• Work to complete:
(a) In the NeurIPS review text, which work does the reviewer cite as an example of a more advanced sparse topic model?
(b) Find every line in the listing that contains the string "hood". Matching is case-sensitive.

• Text to read:
NeurIPS 2019
Sun Dec 8th through Sat the 14th, 2019 at Vancouver Convention Center
Paper ID:3655
Title:Precision-Recall Balanced Topic Modelling

Reviewer 1


		
Originality * This paper's main contribution of recall-precision balanced topic model is quite original, as no other topic model (AFAIK) tries to balance recall and precision, even though those are widely used and sensible metrics. * The model itself, deriving from KL divergence between the predicted and empirical distributions, and its relationship with precision and recall is simple and elegant. * This paper made me think about sparse topic models, and I am glad this is mentioned in the paper. However, I don't think the authors do enough; just saying that the sparse topic models are evaluated only from the perspective of maximizing recall does not automatically mean that they would do poorly on the precision dimension. I would have liked to see an empirical comparison with a sparse topic model, especially given that there are more advanced sparse models, such as Zhang, et al WWW2013. Quality * The experiments are done well, comparing the three models using a variety of metrics including recall/precision (KL based and conventional), topic coherence, adjusted rand index on classification, and topic entropy. Some of the non-conventional metrics are explained well. * I do have one question about classification results on the datasets that have class labels. Why do you not report precision/recall/F1 scores for classification? Clarity * This paper is quite clear for the most part, though I do not fully understand the short section about the crime rate. Since this part is, application-wise, quite different from text modeling, more friendly description, rather than pointing to a reference paper, would be helpful (e.g., what PEI and PAI mean). Significance * I do have one concern about this paper. As much as topic modeling is an important subfield within ML, I keep wondering how significant this paper will be. Will it be cited and used for further research in latent semantics of text? Given many of the text modeling tasks are done with neural network based models (often in combination with latent variables), it would be helpful for the authors to explain and emphasize the significance of this research. ** Post-author response ** I appreciate the authors addressing the questions and concerns in my review.

[Region-labeling records]

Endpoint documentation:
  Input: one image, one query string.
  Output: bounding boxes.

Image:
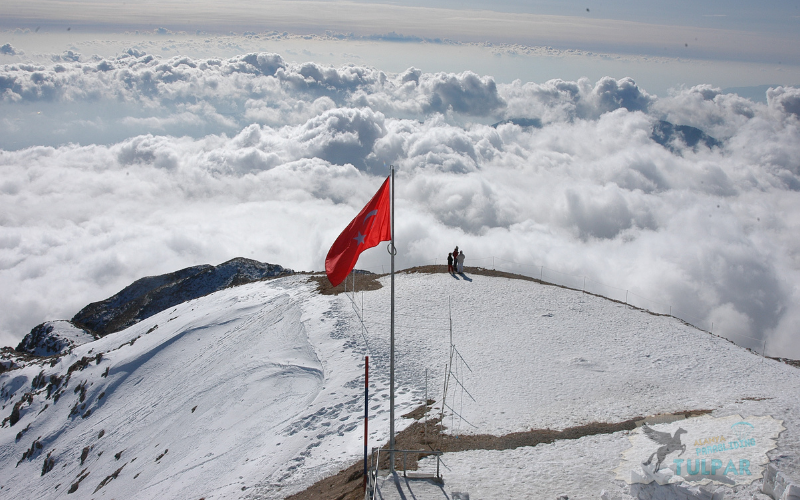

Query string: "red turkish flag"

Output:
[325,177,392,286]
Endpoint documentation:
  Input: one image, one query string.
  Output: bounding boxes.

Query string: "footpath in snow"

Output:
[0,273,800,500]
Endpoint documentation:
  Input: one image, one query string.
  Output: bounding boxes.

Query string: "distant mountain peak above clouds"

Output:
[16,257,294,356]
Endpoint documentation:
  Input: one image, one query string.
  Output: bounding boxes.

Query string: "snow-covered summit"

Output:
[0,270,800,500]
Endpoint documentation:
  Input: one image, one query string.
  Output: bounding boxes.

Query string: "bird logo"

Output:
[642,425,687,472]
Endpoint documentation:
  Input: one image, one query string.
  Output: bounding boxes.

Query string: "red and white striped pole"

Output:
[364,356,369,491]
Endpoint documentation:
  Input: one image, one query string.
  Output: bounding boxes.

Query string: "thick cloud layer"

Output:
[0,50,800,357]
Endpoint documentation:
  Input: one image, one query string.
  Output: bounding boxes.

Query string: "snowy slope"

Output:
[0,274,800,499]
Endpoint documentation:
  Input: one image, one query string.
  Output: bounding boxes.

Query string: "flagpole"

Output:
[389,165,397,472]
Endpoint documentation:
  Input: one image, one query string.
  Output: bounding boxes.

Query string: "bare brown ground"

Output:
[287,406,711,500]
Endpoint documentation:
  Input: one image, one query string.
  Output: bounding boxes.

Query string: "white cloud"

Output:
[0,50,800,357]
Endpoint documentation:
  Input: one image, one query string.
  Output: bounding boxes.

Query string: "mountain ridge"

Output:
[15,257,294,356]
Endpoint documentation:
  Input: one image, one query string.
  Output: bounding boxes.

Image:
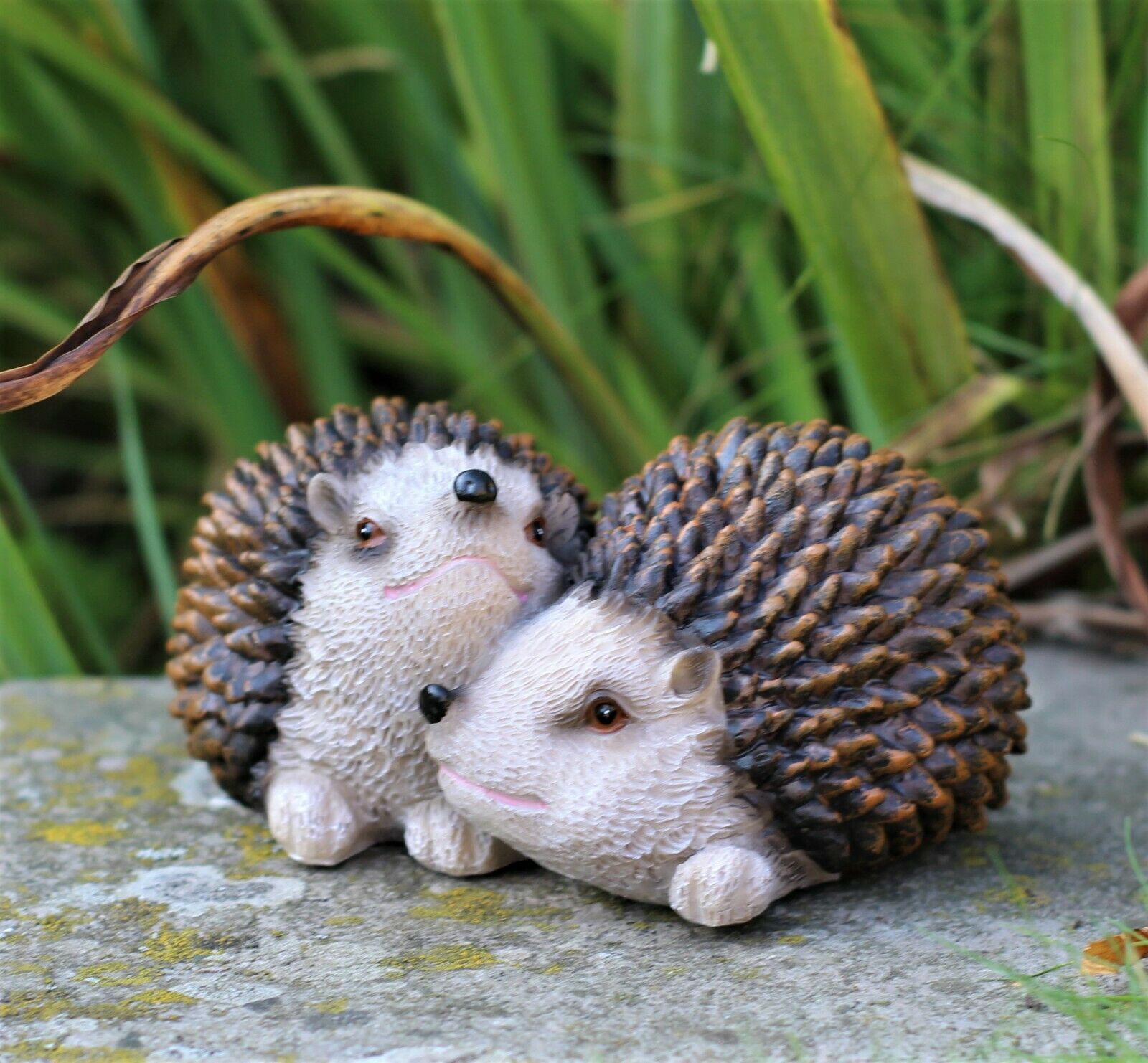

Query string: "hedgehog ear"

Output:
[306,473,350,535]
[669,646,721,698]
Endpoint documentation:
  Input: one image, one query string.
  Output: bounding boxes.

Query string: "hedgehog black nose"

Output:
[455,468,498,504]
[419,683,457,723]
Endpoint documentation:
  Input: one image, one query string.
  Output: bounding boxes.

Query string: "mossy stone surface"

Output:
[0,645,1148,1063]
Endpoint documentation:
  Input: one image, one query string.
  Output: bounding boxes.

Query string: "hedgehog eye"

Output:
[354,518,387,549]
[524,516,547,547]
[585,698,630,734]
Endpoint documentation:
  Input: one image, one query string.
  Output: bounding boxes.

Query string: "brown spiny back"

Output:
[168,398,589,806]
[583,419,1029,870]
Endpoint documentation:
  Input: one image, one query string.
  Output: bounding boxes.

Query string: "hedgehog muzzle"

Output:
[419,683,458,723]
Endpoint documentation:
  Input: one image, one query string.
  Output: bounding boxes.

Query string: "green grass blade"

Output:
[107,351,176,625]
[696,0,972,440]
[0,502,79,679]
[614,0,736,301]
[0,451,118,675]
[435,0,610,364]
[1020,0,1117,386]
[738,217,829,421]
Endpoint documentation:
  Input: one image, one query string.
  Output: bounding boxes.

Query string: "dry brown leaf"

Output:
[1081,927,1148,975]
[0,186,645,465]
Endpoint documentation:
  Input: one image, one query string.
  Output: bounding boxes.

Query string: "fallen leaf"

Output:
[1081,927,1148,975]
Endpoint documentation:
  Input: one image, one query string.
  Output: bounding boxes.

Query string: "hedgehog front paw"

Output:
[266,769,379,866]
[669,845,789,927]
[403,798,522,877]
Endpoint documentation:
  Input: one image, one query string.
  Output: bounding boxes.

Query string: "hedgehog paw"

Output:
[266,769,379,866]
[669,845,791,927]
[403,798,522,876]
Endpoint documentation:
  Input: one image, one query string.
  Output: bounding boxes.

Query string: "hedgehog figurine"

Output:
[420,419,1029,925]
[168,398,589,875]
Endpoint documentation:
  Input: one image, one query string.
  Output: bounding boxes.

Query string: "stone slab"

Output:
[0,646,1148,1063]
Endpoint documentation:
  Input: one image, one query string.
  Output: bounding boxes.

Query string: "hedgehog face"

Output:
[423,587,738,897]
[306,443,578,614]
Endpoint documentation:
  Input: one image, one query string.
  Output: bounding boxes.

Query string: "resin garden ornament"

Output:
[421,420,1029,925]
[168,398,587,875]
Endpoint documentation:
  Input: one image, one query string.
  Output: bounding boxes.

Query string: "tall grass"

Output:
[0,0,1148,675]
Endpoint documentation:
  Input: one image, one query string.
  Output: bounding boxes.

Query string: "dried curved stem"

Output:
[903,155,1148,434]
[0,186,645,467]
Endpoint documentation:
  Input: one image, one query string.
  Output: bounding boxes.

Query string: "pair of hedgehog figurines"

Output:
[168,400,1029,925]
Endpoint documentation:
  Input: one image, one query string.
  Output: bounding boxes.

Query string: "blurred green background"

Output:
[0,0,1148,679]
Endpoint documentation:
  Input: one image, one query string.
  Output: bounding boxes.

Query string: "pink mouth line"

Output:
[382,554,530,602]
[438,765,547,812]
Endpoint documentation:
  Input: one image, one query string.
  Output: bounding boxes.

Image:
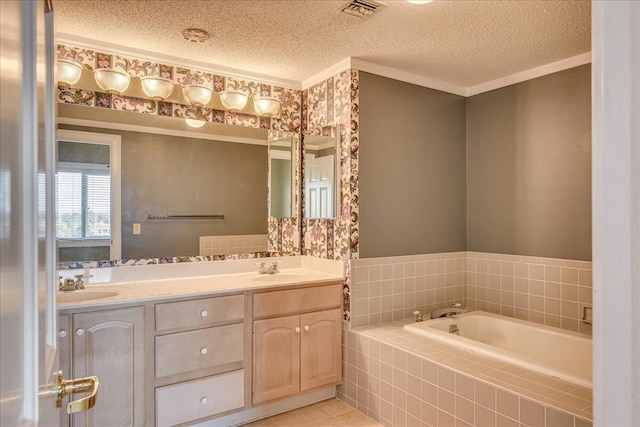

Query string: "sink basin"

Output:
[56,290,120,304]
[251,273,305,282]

--

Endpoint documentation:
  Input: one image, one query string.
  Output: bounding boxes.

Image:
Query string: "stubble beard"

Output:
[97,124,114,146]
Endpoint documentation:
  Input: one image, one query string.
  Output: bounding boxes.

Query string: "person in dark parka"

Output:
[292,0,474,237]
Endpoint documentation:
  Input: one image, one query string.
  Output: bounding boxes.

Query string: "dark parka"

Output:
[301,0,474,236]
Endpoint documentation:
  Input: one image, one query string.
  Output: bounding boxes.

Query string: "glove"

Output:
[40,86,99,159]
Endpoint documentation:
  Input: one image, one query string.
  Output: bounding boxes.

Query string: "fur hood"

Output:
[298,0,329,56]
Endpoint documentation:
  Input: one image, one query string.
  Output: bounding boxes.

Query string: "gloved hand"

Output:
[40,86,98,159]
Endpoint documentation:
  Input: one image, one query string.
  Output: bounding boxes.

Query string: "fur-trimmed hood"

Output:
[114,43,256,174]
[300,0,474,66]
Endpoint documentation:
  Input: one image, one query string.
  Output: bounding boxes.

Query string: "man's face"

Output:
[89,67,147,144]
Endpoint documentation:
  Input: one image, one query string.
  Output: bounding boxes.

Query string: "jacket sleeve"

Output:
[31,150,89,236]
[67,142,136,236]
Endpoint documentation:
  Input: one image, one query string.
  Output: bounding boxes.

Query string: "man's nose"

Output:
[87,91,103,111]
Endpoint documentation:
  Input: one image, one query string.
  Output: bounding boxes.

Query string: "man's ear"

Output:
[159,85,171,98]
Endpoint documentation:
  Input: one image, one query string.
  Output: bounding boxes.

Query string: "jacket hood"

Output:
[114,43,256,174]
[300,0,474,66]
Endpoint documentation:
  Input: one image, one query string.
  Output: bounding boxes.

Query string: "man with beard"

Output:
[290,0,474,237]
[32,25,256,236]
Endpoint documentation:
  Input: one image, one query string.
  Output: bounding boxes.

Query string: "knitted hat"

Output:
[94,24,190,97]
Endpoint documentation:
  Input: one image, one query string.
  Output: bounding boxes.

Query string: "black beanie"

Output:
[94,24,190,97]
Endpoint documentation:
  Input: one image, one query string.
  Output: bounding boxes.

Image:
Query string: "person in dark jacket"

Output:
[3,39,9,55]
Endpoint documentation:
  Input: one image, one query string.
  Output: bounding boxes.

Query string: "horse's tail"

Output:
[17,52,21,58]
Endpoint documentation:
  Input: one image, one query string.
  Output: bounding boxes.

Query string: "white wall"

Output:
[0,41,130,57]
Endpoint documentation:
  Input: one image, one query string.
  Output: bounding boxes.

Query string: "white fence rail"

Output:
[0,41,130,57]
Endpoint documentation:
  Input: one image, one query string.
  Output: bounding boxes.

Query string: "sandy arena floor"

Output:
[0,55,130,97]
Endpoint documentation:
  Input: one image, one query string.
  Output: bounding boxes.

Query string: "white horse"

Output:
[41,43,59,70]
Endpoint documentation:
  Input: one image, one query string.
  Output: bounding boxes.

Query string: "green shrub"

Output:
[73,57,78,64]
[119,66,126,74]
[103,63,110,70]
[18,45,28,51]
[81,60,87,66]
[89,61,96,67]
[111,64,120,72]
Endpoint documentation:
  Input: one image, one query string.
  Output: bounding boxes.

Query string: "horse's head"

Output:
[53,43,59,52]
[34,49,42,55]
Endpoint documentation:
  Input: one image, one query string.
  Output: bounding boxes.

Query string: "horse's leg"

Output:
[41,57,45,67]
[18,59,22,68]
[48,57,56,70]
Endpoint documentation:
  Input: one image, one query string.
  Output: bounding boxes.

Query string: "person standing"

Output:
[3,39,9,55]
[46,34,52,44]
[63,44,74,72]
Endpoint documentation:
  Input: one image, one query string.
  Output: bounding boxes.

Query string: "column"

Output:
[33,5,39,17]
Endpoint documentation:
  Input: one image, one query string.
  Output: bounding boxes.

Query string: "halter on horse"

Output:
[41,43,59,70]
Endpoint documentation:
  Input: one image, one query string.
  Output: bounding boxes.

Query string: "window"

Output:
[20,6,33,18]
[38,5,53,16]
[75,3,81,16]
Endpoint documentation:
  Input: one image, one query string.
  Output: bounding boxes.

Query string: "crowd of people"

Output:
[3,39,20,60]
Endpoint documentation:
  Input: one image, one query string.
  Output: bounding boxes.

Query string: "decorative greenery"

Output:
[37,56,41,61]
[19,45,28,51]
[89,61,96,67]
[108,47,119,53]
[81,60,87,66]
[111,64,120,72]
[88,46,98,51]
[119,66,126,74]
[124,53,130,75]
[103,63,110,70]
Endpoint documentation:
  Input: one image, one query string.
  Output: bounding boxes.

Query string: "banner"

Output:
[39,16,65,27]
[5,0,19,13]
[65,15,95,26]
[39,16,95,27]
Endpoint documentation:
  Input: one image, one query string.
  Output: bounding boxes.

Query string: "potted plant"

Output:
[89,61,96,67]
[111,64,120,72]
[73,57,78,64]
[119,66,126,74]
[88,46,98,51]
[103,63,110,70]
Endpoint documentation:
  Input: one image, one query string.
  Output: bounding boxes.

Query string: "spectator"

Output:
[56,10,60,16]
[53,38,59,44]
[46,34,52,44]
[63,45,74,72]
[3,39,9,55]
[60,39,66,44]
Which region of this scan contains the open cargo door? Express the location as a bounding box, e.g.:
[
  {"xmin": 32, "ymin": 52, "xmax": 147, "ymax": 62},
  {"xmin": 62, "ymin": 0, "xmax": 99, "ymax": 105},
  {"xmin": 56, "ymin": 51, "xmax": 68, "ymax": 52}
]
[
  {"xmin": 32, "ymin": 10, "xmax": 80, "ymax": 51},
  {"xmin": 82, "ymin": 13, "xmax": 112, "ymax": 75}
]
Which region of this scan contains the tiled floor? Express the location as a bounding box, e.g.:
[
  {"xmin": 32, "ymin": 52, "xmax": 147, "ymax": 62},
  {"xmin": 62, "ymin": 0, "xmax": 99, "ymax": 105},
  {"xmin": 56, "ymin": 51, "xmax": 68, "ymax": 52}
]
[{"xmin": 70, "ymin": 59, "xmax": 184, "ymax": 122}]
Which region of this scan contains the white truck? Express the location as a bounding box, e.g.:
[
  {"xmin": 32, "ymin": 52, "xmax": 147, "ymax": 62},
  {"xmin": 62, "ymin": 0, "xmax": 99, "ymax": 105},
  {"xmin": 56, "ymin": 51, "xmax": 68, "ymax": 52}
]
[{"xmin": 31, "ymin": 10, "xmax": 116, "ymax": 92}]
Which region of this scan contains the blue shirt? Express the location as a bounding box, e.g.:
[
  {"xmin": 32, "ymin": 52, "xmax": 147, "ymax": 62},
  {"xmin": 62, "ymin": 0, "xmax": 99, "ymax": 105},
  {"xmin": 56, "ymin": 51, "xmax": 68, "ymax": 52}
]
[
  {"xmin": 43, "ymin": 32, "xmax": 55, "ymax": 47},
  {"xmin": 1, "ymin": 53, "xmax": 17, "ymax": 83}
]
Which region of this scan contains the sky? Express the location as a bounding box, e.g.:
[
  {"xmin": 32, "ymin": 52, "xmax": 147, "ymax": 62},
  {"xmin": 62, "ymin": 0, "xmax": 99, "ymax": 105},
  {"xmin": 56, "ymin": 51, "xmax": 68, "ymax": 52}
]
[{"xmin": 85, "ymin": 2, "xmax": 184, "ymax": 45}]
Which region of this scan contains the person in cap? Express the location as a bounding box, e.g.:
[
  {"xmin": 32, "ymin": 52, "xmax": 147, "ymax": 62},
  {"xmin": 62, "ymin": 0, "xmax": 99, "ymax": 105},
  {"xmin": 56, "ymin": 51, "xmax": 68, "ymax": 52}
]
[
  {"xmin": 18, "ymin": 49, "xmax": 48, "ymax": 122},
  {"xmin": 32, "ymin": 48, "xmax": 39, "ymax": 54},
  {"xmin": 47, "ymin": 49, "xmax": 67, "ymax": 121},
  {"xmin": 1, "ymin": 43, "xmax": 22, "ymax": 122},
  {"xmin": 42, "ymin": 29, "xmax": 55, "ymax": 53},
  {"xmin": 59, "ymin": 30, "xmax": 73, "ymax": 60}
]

• Answers to the tasks:
(a) Zhang, et al WWW2013.

(b)
Query string: "fur hood"
Query string: "fur-trimmed hood"
Query string: "jacket hood"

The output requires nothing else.